┌──

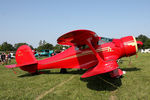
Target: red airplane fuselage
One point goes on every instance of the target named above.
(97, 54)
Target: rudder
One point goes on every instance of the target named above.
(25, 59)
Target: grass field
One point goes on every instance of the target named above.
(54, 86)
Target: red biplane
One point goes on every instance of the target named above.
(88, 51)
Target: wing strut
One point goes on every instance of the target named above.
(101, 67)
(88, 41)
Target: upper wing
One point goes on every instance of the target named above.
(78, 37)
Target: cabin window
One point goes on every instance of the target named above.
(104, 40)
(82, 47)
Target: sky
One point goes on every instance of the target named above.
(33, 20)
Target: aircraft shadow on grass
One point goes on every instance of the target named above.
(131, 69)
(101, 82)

└──
┌──

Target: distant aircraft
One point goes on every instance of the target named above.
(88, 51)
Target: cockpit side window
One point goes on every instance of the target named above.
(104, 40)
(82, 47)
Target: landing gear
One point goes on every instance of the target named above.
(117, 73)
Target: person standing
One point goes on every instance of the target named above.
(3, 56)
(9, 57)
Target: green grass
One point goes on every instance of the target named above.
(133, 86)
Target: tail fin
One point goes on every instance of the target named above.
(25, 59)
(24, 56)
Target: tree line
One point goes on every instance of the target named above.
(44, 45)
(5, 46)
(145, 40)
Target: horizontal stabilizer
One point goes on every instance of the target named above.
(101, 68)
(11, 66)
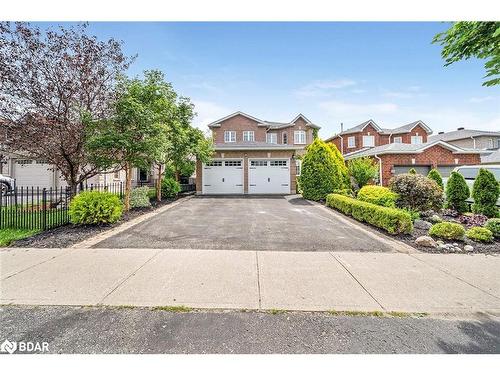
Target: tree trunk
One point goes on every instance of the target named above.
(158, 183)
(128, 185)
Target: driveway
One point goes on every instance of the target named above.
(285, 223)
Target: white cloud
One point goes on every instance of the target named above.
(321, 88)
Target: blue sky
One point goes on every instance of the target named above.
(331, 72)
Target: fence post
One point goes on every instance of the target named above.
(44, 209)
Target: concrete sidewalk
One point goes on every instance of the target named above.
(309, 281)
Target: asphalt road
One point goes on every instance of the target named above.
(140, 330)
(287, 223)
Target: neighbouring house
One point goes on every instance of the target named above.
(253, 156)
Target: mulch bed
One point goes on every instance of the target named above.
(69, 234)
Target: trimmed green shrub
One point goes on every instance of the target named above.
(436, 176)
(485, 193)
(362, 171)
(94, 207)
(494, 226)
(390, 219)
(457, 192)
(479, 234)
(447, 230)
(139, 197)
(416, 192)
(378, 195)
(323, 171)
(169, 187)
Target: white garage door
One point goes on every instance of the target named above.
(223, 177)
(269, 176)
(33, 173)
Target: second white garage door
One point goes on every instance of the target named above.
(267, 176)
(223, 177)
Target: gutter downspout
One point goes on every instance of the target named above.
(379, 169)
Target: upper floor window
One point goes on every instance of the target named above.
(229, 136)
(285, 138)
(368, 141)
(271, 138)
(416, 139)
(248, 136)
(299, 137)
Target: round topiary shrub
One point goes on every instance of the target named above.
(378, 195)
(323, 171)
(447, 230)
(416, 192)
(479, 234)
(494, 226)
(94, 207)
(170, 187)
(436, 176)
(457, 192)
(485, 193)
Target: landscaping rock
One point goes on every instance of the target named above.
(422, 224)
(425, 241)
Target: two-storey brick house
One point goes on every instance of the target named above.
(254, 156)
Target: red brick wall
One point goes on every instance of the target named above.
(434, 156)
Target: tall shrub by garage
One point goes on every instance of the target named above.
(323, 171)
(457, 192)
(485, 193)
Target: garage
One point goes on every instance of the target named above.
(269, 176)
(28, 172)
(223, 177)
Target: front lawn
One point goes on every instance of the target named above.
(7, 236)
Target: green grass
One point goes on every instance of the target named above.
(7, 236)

└──

Pull out each line above that contains the word "window".

» **Right answer**
Target: cabin window
Target: cockpit side window
Target: upper floor window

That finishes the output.